TASK GOAL - Reproduce as a numbered list every line of the material below, from the line containing "target | cracked rock surface" through the final line of the material, omitting blank lines.
------------------------
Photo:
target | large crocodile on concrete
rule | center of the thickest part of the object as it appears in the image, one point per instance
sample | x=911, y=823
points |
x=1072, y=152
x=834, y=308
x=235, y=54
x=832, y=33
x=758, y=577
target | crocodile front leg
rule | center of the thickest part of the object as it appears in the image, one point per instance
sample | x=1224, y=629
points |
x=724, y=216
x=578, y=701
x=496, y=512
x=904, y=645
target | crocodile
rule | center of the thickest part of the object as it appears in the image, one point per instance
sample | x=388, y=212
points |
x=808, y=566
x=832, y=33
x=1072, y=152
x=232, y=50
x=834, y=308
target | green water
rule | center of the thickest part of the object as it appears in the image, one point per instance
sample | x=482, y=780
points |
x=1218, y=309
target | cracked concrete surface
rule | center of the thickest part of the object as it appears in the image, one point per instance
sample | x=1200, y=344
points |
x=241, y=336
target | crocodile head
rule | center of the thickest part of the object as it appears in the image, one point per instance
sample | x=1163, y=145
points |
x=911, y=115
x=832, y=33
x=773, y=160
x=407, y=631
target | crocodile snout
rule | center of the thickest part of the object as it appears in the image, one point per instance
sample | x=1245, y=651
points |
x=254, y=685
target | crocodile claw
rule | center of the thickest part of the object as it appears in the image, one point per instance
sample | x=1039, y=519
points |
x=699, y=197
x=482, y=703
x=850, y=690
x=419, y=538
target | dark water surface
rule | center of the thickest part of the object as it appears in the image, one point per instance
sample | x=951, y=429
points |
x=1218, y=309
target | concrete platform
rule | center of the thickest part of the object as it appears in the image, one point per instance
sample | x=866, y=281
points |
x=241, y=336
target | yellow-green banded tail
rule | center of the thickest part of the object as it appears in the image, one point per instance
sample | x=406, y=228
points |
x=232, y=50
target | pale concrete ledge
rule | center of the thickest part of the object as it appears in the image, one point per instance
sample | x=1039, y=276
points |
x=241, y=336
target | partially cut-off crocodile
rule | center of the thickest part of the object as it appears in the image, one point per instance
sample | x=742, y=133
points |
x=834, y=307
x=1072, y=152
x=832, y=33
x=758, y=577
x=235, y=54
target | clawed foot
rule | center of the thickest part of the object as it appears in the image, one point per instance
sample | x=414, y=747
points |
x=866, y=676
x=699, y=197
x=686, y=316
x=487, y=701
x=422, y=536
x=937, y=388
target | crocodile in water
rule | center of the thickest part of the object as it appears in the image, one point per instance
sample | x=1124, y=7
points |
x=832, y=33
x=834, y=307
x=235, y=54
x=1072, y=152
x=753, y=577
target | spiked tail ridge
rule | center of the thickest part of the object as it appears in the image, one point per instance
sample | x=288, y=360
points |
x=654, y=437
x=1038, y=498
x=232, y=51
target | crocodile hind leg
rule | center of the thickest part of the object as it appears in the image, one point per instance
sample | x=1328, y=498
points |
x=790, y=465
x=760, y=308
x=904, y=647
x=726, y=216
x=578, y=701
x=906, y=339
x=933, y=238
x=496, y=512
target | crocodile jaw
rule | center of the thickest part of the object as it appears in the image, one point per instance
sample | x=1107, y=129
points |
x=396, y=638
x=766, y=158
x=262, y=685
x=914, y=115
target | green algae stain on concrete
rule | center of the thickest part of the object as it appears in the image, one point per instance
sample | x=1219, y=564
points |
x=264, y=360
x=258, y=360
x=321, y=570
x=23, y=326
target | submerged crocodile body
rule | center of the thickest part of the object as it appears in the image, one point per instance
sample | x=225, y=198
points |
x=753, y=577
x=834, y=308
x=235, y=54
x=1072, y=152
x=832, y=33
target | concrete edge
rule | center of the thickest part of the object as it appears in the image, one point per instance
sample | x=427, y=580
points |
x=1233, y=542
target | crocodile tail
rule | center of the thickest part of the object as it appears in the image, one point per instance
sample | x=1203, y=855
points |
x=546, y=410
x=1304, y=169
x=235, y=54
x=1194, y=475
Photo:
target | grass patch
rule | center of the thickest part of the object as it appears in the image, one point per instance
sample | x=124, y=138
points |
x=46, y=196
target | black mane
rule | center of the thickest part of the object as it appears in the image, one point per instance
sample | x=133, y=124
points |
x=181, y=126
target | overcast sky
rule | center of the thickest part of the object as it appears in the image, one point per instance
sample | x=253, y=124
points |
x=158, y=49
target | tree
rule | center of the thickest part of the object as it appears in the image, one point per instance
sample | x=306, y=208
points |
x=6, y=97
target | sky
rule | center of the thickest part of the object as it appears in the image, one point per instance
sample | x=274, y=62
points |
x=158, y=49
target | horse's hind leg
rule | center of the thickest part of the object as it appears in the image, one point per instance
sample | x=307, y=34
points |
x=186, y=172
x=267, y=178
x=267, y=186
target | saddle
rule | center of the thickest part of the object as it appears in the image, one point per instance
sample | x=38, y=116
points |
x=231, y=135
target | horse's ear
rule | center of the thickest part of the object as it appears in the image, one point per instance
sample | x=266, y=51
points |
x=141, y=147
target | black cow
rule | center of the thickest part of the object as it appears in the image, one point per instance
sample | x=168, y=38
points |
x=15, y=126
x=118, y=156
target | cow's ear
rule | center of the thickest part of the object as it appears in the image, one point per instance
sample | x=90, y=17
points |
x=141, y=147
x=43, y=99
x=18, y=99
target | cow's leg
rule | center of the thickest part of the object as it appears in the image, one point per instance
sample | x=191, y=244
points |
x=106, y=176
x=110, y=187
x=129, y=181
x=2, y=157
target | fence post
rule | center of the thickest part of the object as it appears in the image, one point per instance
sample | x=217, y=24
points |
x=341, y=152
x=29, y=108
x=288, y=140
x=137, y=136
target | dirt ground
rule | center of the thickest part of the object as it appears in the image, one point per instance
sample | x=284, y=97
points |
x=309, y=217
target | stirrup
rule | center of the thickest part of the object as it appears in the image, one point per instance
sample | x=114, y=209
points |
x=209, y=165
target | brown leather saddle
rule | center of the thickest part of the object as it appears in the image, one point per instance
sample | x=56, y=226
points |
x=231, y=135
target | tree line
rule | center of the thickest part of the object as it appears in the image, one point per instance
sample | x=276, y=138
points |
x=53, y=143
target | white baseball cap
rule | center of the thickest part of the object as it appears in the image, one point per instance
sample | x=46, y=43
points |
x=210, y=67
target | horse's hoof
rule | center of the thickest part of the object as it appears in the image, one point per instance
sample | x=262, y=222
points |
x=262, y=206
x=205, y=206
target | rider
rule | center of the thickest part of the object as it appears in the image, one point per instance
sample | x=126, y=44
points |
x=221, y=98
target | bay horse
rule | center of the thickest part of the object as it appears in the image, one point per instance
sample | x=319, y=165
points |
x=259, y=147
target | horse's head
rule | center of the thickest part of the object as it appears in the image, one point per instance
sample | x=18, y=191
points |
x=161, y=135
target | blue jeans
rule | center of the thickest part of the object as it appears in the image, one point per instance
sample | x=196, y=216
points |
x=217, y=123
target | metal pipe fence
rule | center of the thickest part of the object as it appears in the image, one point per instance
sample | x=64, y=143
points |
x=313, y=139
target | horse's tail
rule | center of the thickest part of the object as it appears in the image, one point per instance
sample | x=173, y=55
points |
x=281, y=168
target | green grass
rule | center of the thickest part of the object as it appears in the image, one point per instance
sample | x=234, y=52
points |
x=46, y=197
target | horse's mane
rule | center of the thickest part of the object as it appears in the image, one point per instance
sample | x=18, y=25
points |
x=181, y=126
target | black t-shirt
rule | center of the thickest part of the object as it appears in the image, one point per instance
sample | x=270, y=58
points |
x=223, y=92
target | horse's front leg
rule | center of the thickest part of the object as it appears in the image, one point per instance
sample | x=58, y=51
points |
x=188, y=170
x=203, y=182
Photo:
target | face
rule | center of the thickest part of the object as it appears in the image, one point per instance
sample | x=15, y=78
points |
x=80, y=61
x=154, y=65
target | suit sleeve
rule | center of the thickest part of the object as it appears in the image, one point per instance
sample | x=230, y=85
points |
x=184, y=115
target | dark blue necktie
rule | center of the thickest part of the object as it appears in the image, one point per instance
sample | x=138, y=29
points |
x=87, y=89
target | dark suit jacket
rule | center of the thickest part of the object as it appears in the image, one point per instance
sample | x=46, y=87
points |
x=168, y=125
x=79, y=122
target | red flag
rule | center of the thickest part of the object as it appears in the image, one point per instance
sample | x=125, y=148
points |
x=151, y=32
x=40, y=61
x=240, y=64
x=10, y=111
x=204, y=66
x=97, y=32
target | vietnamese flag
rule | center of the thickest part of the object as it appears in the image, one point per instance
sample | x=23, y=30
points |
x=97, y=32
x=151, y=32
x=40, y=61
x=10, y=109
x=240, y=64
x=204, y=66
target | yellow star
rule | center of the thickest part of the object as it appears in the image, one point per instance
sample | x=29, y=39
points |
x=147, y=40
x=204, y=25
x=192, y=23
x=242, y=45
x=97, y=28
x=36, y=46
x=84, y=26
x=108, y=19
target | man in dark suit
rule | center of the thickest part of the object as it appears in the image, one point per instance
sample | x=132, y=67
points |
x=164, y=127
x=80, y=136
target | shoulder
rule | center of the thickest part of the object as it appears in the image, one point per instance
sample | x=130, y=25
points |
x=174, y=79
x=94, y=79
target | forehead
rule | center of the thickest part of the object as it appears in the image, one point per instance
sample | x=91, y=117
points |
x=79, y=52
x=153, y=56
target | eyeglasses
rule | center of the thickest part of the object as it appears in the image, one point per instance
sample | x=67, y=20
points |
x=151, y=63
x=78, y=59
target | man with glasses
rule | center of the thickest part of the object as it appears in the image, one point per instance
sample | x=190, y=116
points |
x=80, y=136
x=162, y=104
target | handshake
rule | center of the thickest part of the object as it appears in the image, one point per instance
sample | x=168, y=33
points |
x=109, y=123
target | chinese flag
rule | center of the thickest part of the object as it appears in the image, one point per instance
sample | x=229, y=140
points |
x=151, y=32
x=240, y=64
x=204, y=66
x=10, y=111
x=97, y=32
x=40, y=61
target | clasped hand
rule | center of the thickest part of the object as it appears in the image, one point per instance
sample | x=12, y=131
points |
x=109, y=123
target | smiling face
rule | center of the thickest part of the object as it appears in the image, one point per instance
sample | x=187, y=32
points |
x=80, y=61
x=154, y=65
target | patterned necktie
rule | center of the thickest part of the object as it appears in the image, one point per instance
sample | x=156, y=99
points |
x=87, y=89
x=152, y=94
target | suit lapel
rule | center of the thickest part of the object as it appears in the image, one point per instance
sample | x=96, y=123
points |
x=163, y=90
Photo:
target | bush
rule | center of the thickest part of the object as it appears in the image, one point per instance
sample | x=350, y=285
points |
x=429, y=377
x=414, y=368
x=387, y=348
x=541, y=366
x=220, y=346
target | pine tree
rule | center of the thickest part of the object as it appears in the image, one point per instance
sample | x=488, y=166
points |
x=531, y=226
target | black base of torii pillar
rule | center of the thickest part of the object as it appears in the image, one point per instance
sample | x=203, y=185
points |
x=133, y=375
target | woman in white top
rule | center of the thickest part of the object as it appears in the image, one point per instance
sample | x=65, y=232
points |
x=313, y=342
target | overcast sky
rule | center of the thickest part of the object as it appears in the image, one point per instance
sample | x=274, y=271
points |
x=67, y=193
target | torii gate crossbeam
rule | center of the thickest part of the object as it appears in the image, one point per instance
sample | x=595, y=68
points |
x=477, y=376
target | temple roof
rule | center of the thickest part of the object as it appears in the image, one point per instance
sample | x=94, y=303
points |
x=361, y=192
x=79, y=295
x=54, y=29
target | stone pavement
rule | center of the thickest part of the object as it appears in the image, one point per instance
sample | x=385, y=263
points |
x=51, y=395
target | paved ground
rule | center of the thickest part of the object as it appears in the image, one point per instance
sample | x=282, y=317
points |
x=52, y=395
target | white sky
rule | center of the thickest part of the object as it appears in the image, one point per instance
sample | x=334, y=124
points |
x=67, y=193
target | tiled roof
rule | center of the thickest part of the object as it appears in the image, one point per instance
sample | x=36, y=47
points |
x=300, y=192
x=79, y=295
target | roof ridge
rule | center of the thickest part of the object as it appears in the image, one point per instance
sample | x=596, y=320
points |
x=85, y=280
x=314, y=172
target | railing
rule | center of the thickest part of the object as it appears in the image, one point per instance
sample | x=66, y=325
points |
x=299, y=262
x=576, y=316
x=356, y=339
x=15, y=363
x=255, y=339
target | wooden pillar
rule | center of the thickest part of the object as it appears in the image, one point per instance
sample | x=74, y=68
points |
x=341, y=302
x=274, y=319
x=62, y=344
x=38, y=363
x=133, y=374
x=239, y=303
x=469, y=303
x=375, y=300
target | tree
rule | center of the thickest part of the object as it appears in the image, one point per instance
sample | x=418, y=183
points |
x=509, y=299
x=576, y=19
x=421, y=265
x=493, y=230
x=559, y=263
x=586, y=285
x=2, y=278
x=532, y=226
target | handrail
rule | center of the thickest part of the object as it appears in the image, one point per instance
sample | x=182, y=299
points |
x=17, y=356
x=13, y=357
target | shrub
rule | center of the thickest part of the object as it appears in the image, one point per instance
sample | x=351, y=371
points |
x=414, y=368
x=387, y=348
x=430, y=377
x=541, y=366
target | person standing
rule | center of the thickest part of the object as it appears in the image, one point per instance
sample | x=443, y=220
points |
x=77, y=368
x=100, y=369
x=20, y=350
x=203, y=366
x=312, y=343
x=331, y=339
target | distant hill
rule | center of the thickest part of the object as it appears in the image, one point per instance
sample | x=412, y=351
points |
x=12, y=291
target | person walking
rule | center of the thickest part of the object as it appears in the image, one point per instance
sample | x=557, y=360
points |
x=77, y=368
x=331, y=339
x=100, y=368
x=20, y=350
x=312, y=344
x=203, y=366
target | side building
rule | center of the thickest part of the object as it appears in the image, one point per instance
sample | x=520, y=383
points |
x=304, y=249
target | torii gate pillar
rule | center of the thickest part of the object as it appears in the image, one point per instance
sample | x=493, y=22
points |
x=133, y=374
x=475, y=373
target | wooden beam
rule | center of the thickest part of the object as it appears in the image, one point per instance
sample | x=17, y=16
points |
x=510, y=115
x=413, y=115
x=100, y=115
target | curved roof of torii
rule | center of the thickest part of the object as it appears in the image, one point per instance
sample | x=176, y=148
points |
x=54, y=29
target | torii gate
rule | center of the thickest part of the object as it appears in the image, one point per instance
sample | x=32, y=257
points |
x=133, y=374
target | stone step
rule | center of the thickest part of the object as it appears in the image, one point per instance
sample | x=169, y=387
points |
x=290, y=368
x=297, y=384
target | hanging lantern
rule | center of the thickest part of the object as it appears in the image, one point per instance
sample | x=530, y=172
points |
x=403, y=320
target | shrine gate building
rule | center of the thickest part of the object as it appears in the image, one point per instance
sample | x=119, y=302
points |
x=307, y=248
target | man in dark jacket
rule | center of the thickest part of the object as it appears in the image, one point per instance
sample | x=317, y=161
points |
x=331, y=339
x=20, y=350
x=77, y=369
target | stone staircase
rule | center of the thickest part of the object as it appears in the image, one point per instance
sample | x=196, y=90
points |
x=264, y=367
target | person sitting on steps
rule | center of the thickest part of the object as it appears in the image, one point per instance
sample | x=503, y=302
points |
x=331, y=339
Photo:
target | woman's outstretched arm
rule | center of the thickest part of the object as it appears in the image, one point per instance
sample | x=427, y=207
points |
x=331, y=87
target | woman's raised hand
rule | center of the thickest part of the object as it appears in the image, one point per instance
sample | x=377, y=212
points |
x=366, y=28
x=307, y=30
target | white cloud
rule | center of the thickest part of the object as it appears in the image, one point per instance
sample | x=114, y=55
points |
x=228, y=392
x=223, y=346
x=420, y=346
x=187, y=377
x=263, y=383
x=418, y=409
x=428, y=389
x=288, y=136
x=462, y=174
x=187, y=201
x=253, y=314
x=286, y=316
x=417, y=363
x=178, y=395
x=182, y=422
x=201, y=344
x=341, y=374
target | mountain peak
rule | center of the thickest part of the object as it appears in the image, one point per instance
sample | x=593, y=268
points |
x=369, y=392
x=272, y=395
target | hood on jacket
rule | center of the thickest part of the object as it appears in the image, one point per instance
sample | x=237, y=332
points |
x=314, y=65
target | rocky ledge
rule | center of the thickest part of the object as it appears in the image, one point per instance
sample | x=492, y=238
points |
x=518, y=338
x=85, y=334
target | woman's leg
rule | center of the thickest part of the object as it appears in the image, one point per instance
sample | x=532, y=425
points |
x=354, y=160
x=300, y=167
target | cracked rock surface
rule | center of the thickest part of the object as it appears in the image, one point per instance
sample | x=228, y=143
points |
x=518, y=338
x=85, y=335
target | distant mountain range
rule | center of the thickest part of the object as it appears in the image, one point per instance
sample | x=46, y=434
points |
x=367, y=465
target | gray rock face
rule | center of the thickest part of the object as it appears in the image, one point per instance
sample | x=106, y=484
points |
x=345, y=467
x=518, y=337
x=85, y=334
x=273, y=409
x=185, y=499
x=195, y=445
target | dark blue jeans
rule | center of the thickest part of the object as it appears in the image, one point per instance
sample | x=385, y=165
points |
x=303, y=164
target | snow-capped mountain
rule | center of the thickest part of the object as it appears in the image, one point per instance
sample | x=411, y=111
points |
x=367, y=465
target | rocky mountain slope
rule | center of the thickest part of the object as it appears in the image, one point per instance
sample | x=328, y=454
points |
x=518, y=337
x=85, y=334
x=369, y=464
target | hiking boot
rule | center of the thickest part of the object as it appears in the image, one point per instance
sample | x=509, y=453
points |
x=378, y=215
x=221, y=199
------------------------
CORRECT RESPONSE -
1. target | cracked rock surface
2. rule | center of the thickest part of the object as it appears in the image, one point per instance
3. sample | x=228, y=143
4. points |
5. x=518, y=338
6. x=85, y=335
7. target | distant mountain range
8. rule | center of the thickest part of the object as it appears in the image, one point per instance
9. sample | x=46, y=434
10. points |
11. x=367, y=465
12. target | gray rock face
13. rule | center of the thickest part of the object as it appears in the image, one point per instance
14. sample | x=106, y=484
15. points |
16. x=345, y=467
17. x=518, y=337
18. x=85, y=334
19. x=273, y=409
20. x=185, y=499
21. x=195, y=445
22. target | dark blue jeans
23. rule | center of the thickest part of the object as it appears in the image, one point per instance
24. sample | x=385, y=165
25. points |
26. x=303, y=164
27. target | snow-capped mountain
28. rule | center of the thickest part of the object as it appears in the image, one point per instance
29. sample | x=411, y=111
30. points |
31. x=367, y=465
32. target | rocky mountain slope
33. rule | center of the thickest part of the object as it appears in the image, one point per instance
34. sample | x=328, y=454
35. points |
36. x=518, y=337
37. x=85, y=334
38. x=369, y=464
39. target | hiking boot
40. rule | center of the thickest part of the object as it appears in the image, one point per instance
41. sample | x=509, y=453
42. points |
43. x=378, y=215
44. x=221, y=199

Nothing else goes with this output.